Collected data
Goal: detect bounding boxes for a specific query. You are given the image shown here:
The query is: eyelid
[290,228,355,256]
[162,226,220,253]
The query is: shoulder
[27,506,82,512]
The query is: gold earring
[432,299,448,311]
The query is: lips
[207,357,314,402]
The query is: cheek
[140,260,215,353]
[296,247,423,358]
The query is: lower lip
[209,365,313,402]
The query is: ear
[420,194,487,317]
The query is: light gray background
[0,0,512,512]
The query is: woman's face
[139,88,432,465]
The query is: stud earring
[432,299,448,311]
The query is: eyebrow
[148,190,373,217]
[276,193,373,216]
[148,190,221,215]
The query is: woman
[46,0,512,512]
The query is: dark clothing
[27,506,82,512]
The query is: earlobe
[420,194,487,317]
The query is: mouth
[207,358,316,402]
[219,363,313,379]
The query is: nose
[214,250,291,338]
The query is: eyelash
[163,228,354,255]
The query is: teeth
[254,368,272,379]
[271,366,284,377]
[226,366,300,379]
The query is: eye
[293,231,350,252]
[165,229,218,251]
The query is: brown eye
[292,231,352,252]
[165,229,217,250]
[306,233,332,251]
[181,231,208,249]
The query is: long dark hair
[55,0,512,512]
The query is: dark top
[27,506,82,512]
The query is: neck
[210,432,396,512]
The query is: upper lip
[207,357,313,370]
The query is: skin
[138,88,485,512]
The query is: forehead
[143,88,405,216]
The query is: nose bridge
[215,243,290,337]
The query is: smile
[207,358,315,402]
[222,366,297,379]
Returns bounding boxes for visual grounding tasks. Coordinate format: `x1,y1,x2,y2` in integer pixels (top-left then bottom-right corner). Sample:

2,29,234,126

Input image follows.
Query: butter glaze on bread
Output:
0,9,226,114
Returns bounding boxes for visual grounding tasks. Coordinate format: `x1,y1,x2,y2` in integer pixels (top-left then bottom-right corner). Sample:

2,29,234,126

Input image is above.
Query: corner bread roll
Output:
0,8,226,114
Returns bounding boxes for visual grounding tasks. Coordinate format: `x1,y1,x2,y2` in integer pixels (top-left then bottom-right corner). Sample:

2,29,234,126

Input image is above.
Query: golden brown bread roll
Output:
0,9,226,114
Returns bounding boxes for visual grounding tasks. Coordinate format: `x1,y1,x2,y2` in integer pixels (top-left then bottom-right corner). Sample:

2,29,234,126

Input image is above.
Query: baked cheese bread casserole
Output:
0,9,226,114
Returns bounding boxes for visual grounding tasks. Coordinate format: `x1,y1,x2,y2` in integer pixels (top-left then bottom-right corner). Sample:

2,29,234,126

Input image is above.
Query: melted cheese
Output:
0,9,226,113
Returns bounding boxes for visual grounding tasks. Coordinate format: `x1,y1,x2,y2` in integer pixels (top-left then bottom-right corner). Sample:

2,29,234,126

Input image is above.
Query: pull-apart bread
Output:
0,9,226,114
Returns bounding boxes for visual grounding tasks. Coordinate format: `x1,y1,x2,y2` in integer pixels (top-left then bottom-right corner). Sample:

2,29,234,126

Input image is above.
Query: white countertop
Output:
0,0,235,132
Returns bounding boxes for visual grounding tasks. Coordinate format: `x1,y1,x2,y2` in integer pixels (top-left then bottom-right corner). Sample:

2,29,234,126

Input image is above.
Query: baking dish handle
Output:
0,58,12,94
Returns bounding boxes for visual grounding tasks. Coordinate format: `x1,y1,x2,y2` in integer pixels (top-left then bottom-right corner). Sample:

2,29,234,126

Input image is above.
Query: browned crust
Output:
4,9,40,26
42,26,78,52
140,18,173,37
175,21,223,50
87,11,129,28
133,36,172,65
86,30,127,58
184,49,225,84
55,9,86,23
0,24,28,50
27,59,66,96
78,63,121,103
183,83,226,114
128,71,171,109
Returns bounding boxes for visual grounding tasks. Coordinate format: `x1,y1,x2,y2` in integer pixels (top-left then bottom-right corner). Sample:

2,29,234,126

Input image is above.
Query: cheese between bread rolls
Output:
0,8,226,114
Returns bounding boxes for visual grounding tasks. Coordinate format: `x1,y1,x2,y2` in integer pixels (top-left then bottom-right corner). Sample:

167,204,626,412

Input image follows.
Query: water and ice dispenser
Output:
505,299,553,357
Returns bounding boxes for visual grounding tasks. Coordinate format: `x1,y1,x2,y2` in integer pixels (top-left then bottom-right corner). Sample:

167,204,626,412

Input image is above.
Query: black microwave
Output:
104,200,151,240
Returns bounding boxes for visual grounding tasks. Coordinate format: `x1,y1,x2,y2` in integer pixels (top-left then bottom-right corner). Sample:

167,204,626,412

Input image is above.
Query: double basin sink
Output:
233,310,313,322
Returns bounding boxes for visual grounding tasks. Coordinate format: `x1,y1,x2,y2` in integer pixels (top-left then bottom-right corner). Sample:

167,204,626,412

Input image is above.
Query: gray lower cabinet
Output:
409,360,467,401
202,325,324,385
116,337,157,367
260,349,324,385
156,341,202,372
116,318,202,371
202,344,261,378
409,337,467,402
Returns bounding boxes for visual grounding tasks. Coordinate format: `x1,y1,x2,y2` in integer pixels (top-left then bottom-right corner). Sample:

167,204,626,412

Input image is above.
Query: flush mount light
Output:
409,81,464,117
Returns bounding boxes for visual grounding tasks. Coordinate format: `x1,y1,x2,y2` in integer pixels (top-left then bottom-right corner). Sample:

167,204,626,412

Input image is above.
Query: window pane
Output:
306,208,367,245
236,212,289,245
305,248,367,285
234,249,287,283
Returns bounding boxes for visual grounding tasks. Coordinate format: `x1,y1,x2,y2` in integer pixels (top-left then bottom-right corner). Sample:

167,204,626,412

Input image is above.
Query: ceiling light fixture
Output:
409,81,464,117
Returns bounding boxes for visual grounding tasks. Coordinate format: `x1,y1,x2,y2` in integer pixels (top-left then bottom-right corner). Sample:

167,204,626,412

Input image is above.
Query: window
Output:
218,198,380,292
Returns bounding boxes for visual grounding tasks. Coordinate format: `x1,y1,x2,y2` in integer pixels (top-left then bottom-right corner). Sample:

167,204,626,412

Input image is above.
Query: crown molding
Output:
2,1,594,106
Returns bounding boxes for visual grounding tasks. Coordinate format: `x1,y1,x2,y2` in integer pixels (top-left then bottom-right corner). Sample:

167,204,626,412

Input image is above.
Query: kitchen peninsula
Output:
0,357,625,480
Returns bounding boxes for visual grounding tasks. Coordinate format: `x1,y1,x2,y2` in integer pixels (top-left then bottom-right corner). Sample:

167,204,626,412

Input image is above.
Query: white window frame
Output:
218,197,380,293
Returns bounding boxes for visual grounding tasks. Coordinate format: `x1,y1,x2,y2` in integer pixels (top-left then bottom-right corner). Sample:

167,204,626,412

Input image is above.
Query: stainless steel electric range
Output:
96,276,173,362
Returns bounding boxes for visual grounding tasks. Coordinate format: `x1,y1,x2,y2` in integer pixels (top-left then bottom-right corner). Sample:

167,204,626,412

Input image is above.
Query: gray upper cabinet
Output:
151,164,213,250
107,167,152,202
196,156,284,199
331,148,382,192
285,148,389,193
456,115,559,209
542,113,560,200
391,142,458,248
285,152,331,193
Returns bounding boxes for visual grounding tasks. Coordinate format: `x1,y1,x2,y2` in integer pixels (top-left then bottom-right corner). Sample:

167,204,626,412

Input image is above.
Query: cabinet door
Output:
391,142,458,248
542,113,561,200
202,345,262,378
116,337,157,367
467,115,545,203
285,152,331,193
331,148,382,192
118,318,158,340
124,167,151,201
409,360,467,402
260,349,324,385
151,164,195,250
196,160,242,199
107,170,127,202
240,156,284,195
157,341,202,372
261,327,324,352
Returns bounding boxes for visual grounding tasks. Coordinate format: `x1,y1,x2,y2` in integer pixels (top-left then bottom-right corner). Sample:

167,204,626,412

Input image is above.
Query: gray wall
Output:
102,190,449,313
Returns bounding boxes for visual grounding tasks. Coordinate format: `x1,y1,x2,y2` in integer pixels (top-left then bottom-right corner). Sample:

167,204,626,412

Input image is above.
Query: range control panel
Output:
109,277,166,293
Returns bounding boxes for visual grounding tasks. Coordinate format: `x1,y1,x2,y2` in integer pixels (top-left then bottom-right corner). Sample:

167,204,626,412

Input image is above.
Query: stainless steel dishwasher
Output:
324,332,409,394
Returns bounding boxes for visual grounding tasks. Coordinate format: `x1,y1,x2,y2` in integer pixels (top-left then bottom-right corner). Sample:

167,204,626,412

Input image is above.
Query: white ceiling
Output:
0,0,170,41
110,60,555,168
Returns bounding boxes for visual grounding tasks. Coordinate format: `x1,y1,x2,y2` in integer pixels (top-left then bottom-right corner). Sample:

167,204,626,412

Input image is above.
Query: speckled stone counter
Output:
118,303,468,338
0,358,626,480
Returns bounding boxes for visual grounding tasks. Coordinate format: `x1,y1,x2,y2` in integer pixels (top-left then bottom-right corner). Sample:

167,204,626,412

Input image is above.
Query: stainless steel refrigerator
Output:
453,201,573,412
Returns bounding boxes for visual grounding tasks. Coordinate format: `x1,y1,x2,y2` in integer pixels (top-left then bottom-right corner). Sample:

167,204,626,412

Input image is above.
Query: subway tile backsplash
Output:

§ **TASK DESCRIPTION**
How many lines in the material above contain the string "dark"? State only the number.

§ **TASK SOLUTION**
3